* [Records]
* * * *

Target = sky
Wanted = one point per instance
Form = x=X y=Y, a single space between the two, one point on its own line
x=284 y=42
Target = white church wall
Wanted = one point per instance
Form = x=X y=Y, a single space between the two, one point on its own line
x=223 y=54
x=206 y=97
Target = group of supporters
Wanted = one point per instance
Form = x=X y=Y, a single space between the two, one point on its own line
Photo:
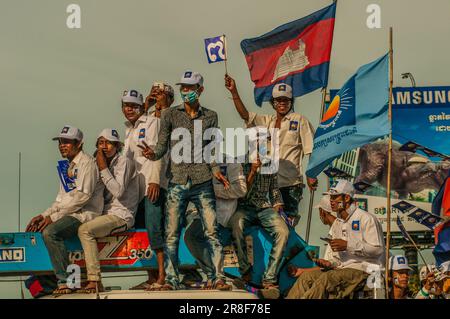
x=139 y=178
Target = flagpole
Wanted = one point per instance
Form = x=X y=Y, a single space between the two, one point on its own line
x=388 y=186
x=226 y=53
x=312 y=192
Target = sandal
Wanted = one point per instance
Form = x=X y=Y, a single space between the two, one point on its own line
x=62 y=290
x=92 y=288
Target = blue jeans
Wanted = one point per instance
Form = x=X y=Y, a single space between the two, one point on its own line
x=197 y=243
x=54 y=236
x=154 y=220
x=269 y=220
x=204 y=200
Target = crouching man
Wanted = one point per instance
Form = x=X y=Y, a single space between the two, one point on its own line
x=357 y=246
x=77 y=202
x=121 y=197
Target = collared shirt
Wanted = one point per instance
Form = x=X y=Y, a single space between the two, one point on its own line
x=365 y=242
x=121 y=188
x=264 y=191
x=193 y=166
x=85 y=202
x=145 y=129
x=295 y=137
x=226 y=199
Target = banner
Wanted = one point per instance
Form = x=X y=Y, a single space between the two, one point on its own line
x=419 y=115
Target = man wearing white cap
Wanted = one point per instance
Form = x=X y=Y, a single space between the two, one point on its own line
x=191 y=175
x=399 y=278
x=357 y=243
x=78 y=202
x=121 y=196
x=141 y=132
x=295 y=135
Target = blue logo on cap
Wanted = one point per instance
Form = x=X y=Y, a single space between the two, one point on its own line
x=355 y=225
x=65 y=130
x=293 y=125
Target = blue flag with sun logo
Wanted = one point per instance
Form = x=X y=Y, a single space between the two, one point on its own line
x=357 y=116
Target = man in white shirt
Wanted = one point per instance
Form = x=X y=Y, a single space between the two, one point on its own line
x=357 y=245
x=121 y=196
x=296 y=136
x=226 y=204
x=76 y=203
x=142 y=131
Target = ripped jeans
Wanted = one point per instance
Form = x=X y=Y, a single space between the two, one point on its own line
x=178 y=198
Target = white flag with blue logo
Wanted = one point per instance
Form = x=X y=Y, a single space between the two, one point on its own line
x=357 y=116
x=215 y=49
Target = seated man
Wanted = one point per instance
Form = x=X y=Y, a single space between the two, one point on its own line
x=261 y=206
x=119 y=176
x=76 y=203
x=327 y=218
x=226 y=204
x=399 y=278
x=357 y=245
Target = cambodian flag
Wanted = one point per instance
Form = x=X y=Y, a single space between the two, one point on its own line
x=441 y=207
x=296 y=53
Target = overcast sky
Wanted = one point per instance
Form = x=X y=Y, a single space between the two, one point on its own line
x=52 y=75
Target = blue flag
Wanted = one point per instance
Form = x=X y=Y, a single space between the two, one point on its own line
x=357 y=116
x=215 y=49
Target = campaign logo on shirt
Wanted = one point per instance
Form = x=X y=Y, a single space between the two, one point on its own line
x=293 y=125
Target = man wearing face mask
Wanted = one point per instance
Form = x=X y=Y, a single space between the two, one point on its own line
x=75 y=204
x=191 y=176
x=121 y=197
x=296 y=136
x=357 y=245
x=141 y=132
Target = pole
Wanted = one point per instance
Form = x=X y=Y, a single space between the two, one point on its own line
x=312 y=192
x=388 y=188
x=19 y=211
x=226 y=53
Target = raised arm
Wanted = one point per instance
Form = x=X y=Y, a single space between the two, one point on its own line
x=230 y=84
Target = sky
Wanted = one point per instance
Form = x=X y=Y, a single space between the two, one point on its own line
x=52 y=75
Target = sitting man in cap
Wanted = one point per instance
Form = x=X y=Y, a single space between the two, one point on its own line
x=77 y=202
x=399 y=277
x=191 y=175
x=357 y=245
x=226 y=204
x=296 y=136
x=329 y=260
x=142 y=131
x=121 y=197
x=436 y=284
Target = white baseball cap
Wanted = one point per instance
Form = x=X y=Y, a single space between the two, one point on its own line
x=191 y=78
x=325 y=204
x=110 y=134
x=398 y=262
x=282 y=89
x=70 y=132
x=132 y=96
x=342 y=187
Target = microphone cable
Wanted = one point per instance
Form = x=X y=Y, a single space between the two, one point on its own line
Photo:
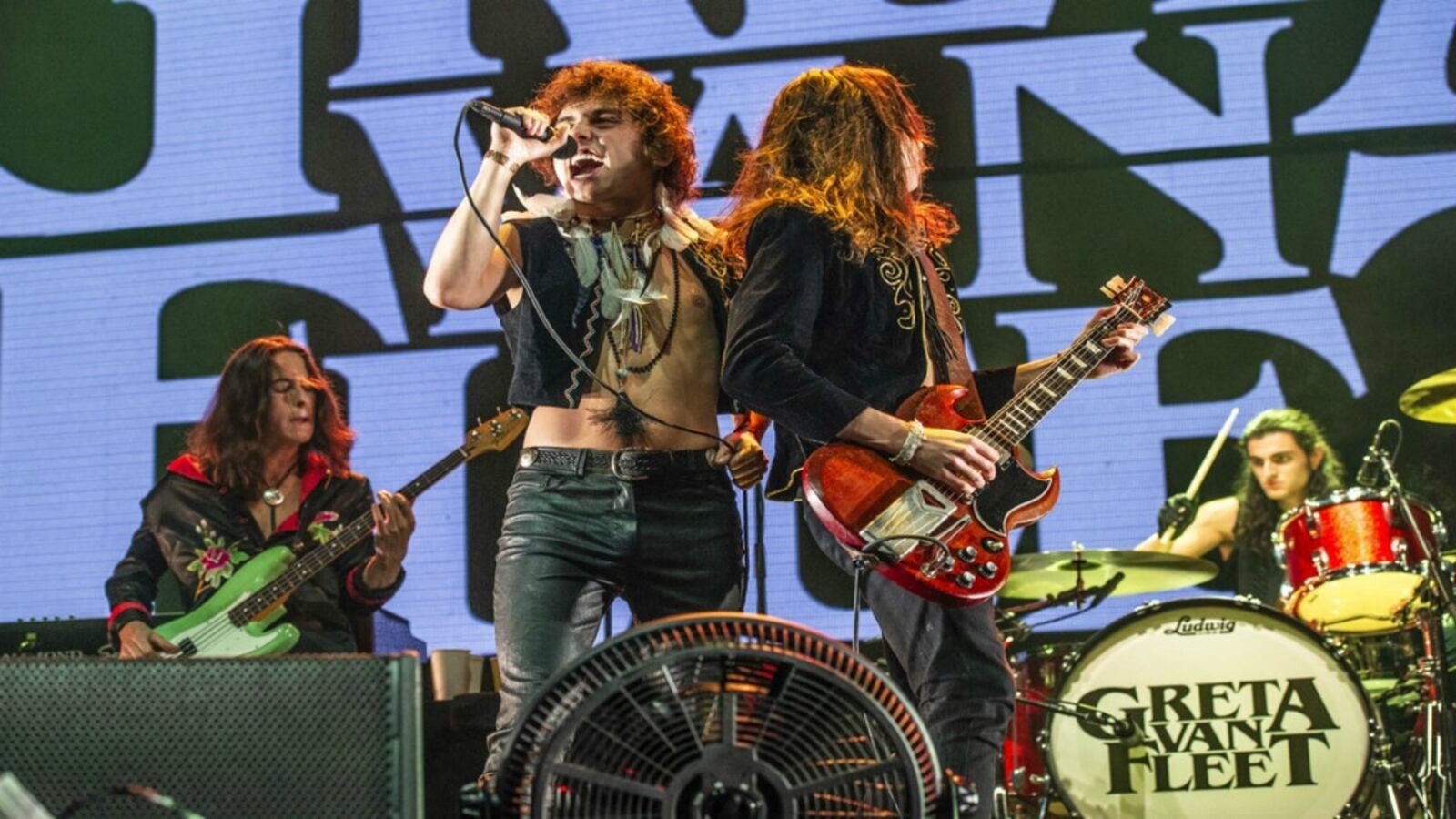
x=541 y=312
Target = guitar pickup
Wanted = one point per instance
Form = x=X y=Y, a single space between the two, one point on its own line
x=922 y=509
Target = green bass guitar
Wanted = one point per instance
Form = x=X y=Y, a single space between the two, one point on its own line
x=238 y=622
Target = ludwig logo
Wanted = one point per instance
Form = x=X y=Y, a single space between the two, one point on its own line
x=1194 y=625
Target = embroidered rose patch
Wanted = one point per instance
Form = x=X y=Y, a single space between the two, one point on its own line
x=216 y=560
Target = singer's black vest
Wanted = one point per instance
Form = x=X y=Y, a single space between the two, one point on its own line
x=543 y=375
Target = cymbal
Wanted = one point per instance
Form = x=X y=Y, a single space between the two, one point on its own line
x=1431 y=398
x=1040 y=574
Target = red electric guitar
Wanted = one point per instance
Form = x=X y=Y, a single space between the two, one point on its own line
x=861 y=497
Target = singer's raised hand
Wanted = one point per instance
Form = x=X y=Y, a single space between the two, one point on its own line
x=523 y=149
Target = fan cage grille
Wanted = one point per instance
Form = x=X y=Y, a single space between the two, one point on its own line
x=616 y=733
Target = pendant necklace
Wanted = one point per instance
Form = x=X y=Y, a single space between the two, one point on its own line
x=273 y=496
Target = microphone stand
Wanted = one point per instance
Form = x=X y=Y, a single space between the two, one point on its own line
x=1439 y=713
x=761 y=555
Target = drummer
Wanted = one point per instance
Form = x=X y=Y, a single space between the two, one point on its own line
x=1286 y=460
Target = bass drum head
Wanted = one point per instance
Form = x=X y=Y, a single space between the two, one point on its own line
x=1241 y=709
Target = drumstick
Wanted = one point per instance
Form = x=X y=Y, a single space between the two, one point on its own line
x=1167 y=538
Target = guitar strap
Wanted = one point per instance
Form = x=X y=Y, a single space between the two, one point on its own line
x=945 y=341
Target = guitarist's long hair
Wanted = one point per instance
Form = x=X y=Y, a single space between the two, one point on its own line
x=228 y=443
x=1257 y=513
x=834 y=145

* * * *

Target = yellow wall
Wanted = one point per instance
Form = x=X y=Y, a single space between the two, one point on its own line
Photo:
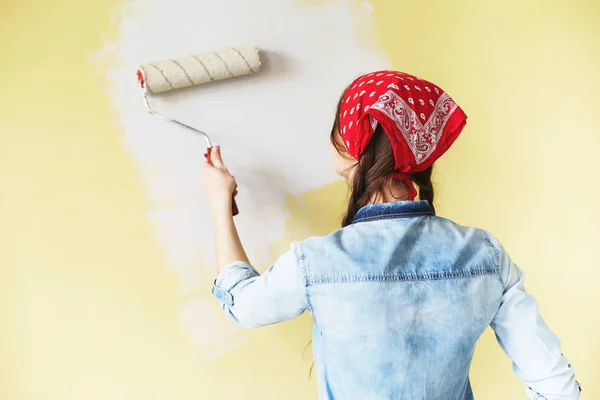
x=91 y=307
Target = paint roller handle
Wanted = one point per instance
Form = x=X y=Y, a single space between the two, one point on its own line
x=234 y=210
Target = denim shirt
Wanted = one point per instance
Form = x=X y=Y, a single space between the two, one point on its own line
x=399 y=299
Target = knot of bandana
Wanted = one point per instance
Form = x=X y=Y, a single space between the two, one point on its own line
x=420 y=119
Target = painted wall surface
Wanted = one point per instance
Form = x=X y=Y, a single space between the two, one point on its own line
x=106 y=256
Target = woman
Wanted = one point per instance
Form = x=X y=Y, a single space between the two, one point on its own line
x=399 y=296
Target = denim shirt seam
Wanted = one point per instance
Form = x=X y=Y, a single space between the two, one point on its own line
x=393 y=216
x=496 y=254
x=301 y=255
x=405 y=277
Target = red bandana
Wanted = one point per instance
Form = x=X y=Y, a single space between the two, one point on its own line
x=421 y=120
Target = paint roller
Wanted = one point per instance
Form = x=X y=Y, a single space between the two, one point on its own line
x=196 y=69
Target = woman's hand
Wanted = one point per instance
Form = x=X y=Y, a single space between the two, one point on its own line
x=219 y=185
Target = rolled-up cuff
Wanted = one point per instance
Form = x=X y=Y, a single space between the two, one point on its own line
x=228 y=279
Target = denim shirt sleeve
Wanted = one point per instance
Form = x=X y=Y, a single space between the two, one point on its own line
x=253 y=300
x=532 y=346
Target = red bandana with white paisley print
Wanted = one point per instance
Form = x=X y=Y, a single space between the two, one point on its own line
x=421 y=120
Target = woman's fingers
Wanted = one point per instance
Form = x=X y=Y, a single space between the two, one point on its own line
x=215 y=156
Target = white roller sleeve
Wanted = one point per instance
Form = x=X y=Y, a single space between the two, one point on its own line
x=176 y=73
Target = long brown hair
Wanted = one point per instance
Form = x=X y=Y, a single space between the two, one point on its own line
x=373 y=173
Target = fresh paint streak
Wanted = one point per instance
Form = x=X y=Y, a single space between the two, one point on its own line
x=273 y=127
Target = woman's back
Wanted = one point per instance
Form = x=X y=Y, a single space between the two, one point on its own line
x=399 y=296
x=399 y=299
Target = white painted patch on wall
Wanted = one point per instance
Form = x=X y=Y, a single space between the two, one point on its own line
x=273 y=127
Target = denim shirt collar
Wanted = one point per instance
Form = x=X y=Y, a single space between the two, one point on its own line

* * * *

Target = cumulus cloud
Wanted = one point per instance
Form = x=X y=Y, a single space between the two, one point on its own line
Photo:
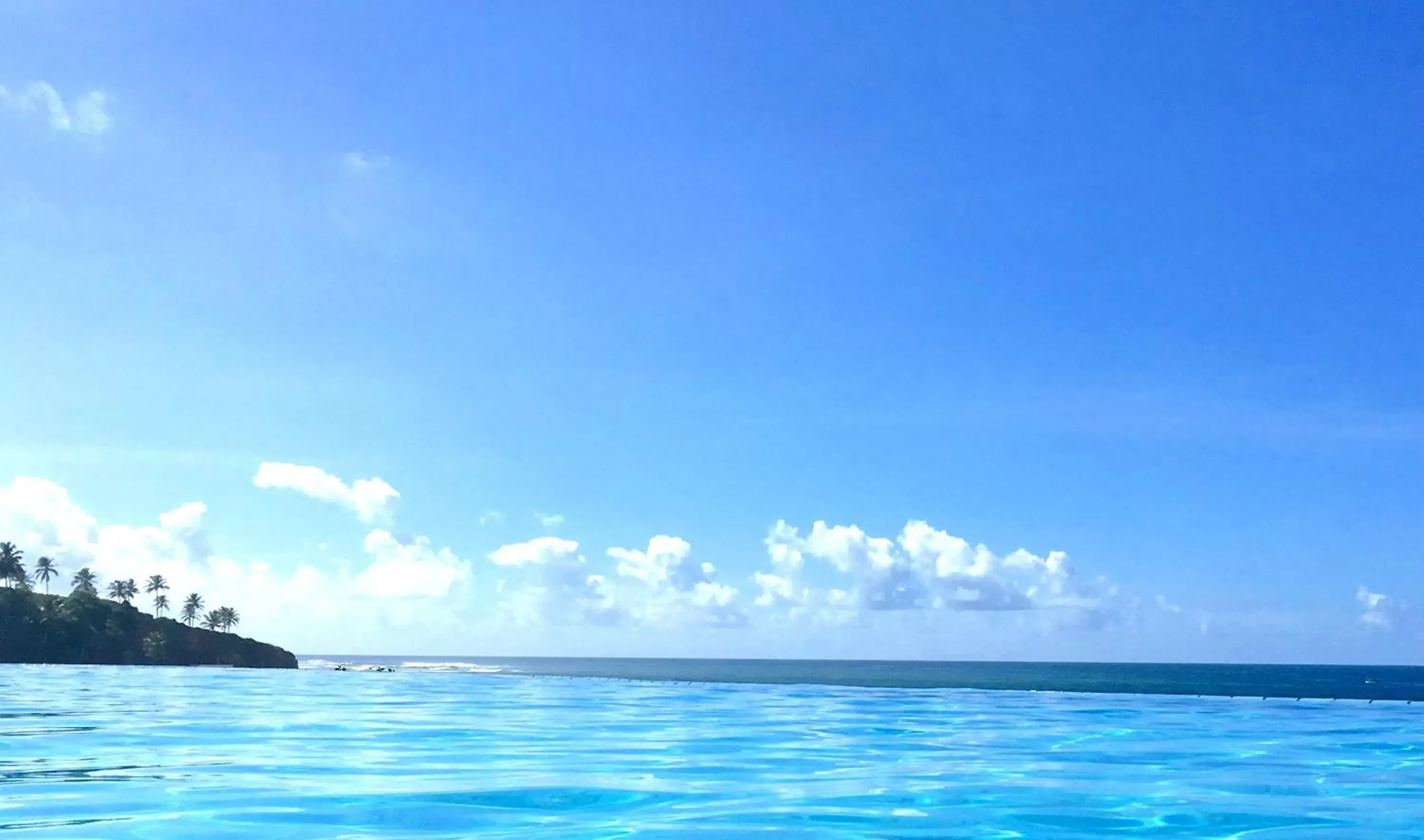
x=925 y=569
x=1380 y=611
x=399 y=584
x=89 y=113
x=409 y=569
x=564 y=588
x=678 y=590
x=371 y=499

* * * *

* [Task brief] Lines from the entries that contain the string "woman" must be found and copied.

* [Exercise response]
Target = woman
Target = woman's hand
Target = woman's fingers
Target = woman's back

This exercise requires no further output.